WHAT YOU WILL DO:
**A.** In the sauerkraut comments, what amount of salt did Patty Tompkins use in place of the 5 teaspoons the recipe called for?
**B.** Echo a passage from the sauerkraut comments, starting at the words "September 5, 2010, 4:40" and ending after the words "this time! ;-)".
**C.** Condense the comment in the sauerkraut discussion that begins "Hi Natasha, Congrats on your first sauerkraut!" into a short bulleted list that keeps its main points.

DOCUMENT SEGMENT:
********************
September 5, 2010, 4:40 pm

Cynthia Lair
Hi Natasha, Congrats on your first sauerkraut! Using heat and canning not only makes it softer, it destroys the beneficial bacteria. Don't drain off any liquid. Press the fermented cabbage into the jar and cover with any remaining liquid. It needs to stay submerged. My sauerkraut and kim chee has a little crunch to it which I love. Keep having fun and enjoy your happy belly.
September 5, 2010, 6:59 pm

Patty Tompkins
MY BAD! I've been waiting 2 weeks to try my sauerkraut -- but I just discovered that instead of using 5 teaspoons of salt like the recipe calls for, I had used 5 TABLESPOONS! Boy, that'll teach me to read recipes more carefully! It's delicious but way too salty! Well, it's off to the farmer's market again to buy a new head of cabbage. I'll get it right this time! ;-)
September 23, 2010, 1:15 pm

Judy Coloma
My grandmother back in Pennsylvania made saurkraut in early autumn then put it up in jars. I hear that the crocks she used still smell faintly of cabbage. Pennsylvania Dutch pork and saurkraut was our New Year supper after we took the Christmas decorations down.
********************
Referring expression data based on photos:
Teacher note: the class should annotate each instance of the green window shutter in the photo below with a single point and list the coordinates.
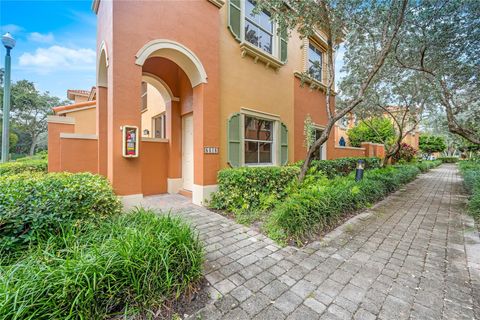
(283, 144)
(234, 16)
(234, 141)
(283, 46)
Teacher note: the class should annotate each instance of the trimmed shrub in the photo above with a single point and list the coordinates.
(317, 206)
(27, 165)
(448, 159)
(406, 153)
(38, 205)
(251, 188)
(124, 265)
(341, 166)
(424, 166)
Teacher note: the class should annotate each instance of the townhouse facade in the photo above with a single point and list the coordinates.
(187, 88)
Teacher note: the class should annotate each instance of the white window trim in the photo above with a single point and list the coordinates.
(270, 59)
(164, 124)
(324, 145)
(275, 36)
(276, 136)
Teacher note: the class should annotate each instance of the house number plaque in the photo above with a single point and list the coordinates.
(210, 150)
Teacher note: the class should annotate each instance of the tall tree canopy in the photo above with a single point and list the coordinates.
(441, 40)
(342, 20)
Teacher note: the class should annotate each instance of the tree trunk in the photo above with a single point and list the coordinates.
(33, 145)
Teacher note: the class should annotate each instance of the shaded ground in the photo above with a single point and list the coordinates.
(415, 255)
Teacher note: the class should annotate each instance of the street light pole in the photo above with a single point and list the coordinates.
(9, 43)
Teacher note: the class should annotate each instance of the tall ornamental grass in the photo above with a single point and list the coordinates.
(124, 265)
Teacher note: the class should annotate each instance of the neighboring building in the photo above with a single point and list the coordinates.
(350, 121)
(209, 85)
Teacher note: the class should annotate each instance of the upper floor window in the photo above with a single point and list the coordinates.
(259, 29)
(315, 61)
(257, 33)
(144, 96)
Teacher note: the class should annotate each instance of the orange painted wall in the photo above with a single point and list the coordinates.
(154, 160)
(126, 76)
(85, 120)
(54, 150)
(79, 155)
(308, 102)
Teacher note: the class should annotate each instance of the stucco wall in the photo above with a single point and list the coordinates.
(85, 120)
(155, 106)
(79, 155)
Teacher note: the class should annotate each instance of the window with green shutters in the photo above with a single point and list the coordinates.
(234, 141)
(283, 144)
(256, 141)
(257, 29)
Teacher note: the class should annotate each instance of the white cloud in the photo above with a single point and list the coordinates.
(42, 38)
(12, 28)
(57, 58)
********************
PER-TASK OUTPUTS:
**A.** She used 5 tablespoons of salt.

**B.**
September 5, 2010, 4:40 pm

Cynthia Lair
Hi Natasha, Congrats on your first sauerkraut! Using heat and canning not only makes it softer, it destroys the beneficial bacteria. Don't drain off any liquid. Press the fermented cabbage into the jar and cover with any remaining liquid. It needs to stay submerged. My sauerkraut and kim chee has a little crunch to it which I love. Keep having fun and enjoy your happy belly.
September 5, 2010, 6:59 pm

Patty Tompkins
MY BAD! I've been waiting 2 weeks to try my sauerkraut -- but I just discovered that instead of using 5 teaspoons of salt like the recipe calls for, I had used 5 TABLESPOONS! Boy, that'll teach me to read recipes more carefully! It's delicious but way too salty! Well, it's off to the farmer's market again to buy a new head of cabbage. I'll get it right this time! ;-)

**C.**
- Heating and canning sauerkraut make it softer and destroy the beneficial bacteria.
- Do not drain off any liquid.
- Press the fermented cabbage into the jar, and cover it with any remaining liquid so that it stays submerged.
- The commenter's sauerkraut and kim chee keep a little crunch, which the commenter loves.